* **TEXT SEGMENT**:
I can't imagine AMD under-cutting themselves at such low price points doing any good to their bottom line.
 

cleeve

Illustrious


Kaveri leverages the GCN architecture, and so a cut-down 7750 most definitely has the potential to portent what Kaveri will do...

 

cleeve

Illustrious


I think you might misunderstand. The temperatures are absolute, but we simply started the beginning of the chart at the ambient temp (notice it doesn't start at zero, the chart starts at 24 degree ambient).

 

cleeve

Illustrious


There is no reliable source I'm aware of that suggests Kaveri will be 512 shaders.

That's speculation, and the same kind of misinformation has unsuccessfully predicted the launch of every single one of AMD's APUs so far.

 

cleeve

Illustrious


1080p is the most common gaming monitor resolution, and the GDDR5 7730 can handle it.

Collection entries
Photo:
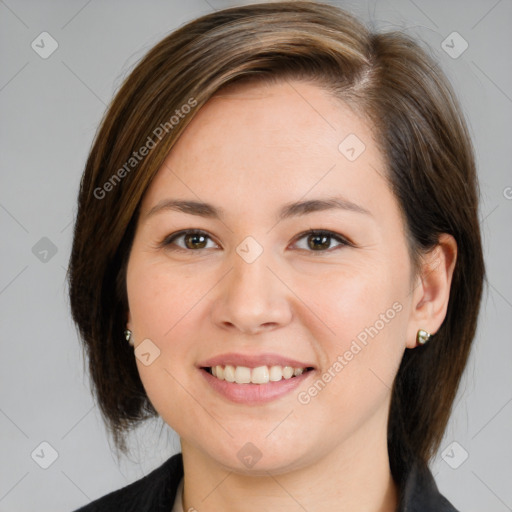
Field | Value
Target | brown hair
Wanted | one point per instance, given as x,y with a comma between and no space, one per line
386,77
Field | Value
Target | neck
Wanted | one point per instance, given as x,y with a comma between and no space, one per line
355,477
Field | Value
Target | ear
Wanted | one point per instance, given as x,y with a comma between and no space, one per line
431,291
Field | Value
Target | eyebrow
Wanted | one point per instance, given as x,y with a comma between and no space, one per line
287,211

* **TASK DESCRIPTION**:
Return, word for word, the part of the AMD graphics discussion above that opens with the words containing "I think you" and closes with "24 degree ambient).".

* **WRITTEN RESPONSE**:
I think you might misunderstand. The temperatures are absolute, but we simply started the beginning of the chart at the ambient temp (notice it doesn't start at zero, the chart starts at 24 degree ambient).